Your task:
Each record below must be written out exactly as given.

Excerpted data:
········

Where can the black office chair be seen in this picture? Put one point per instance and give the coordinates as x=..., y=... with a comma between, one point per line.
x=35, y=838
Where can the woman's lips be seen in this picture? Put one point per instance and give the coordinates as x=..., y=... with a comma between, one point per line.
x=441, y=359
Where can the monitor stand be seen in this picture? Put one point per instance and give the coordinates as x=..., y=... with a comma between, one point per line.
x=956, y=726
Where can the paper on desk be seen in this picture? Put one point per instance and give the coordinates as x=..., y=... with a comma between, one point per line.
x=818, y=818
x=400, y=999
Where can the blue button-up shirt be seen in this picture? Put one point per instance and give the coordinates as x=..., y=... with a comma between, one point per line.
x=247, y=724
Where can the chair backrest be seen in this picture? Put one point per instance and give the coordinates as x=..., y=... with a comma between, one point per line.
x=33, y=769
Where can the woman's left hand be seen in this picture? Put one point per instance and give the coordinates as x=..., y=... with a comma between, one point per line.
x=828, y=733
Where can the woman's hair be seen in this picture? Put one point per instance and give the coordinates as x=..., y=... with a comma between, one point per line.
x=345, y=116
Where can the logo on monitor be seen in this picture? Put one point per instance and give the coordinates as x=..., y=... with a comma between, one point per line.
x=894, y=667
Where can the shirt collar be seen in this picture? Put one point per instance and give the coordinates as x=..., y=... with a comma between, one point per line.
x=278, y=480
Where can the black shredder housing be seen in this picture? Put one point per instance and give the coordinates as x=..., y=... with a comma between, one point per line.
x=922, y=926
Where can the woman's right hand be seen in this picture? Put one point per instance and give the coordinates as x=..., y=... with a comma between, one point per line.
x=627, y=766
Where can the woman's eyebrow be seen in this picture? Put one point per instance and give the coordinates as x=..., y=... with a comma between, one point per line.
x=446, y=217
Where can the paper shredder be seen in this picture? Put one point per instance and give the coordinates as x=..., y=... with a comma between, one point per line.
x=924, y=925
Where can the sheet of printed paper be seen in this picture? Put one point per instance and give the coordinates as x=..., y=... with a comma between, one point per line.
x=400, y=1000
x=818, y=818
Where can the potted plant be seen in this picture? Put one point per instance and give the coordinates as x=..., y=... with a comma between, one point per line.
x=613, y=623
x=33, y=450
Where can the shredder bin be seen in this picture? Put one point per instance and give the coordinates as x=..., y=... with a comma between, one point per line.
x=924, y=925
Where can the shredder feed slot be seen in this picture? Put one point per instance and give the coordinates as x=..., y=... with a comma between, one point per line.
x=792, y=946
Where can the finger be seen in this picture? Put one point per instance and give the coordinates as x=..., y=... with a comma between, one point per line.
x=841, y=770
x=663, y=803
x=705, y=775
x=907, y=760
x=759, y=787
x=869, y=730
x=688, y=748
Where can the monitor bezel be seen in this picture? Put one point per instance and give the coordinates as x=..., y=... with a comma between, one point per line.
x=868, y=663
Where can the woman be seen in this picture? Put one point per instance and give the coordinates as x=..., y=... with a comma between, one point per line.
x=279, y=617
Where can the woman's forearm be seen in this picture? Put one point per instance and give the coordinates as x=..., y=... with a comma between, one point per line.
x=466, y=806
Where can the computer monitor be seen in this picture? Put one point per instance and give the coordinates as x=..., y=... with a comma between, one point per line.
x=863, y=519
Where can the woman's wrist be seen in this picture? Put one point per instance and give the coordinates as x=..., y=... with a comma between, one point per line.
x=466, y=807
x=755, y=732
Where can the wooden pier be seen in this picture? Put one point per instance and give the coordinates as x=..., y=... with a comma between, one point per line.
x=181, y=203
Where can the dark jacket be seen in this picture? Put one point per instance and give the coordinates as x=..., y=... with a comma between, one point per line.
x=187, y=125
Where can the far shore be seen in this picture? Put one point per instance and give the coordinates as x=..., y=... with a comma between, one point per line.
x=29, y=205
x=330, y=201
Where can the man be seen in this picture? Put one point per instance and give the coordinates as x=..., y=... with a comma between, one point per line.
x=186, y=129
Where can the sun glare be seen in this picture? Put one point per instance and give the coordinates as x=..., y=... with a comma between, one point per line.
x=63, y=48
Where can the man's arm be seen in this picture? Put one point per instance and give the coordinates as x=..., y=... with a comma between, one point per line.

········

Your response:
Where can the black office chair be seen in this picture? Put one point per instance and give the coordinates as x=..., y=... with a comma between, one point per line.
x=35, y=838
Where can the woman's lips be seen in this picture? Put one point per instance and give the coordinates as x=..., y=... with a comma between, one point per line.
x=441, y=359
Where can the monitor stand be seen in this picture? Put one point per instance and give the coordinates as x=..., y=... with a comma between, one point per line.
x=956, y=726
Where can the paper on desk be seen in this picture? Put one point per instance and give the coordinates as x=..., y=... with a comma between, one point per line.
x=818, y=818
x=400, y=999
Where can the blue button-up shirt be seen in this picture? Put one point per instance and give the coordinates as x=..., y=... with a comma between, one point per line.
x=247, y=724
Where can the chair backrest be seen in this picture? Put one point per instance and give the coordinates as x=..., y=... with a comma between, one point per line.
x=33, y=769
Where can the woman's left hand be seen in this picture? Put one point per instance and give the coordinates as x=..., y=... with a comma between, one point per line.
x=828, y=733
Where can the woman's hair be seen in this picture? Put one point per instance and give the coordinates as x=..., y=... with a comma between, one point per line.
x=345, y=116
Where can the logo on monitor be seen in this picture? Put one point per instance and give the coordinates as x=..., y=... with a comma between, one point per line.
x=894, y=667
Where can the shirt collar be seen in this picture? Put one point per instance and give the coordinates as x=..., y=... with a comma between, one point per line.
x=278, y=480
Where can the black shredder housing be seen in this picture? Put one point per instance and give the coordinates as x=..., y=... with a comma between, one point per line.
x=922, y=926
Where can the woman's right hand be seen in this picture? Put one point per instance and give the coordinates as x=..., y=... with a comma between, one point per line.
x=627, y=766
Where can the woman's eyebrow be seen in this picture? Put one point per instance and give the coordinates as x=..., y=... with a comma between, one point per line.
x=446, y=217
Where can the paper shredder be seen in this picture? Put one point per instance and give the coordinates as x=..., y=... with a comma between, one point per line.
x=924, y=925
Where can the sheet of printed paper be seen in this picture? Put one point per instance and give the coordinates as x=..., y=... with a comma between, one point per line.
x=400, y=1000
x=818, y=818
Where can the potted plant be seen in this picture? Put one point per instance and give the coordinates as x=..., y=... with a comma between, one point per line.
x=613, y=623
x=33, y=450
Where can the shredder bin be seen in this picture? Put one point per instance and give the coordinates as x=..., y=... with a comma between, one point per line.
x=924, y=925
Where can the shredder feed slot be seen in this picture? Put one point per instance and give the coordinates as x=..., y=... with a comma between, one point per line.
x=792, y=946
Where can the finger be seen in this picture? Put one point per instance and give the coordinates as x=..., y=... with a comma between, one point per line.
x=841, y=770
x=663, y=803
x=705, y=775
x=907, y=760
x=759, y=787
x=869, y=730
x=688, y=748
Where can the monitor bezel be seen in this picture? Put one point per instance and give the coordinates as x=..., y=... with a comma between, one point per line.
x=868, y=663
Where can the woman be seen in this picture? Put one point per instance and give the coordinates as x=..., y=... with a comma between, one point per line.
x=279, y=617
Where can the woman's forearm be seen in this picture? Put one point per instance and give the coordinates as x=..., y=... with a comma between, one point per line.
x=466, y=806
Where can the computer monitor be seen in this picture? Put one point per instance and give the coordinates as x=..., y=... with a comma between, one point per line.
x=863, y=519
Where can the woman's wrist be seen in this picture? Put one point per instance and give the coordinates as x=..., y=... with a comma between, one point per line.
x=466, y=807
x=755, y=732
Where can the wooden pier be seen in this picture? Put one point per instance and give the coordinates as x=..., y=... with a comma between, one point per line.
x=181, y=203
Where can the dark jacket be seen in this picture? Put one point per instance and give the coordinates as x=..., y=... with a comma between, one point per line.
x=187, y=125
Where can the far shore be seen in this picture? Put one point per instance and give the coordinates as x=..., y=... with a comma between, one point per line.
x=29, y=205
x=330, y=201
Where can the man be seen in this picture? Put one point per instance and give the coordinates as x=..., y=... with a comma between, one point per line.
x=186, y=129
Where can the sun glare be seen in this picture? Put one point per instance and give the coordinates as x=..., y=... with a comma between, one point per line.
x=63, y=48
Where can the man's arm be seen in this picture? Put one point per instance and give the coordinates as x=..., y=... with a comma between, one point per line.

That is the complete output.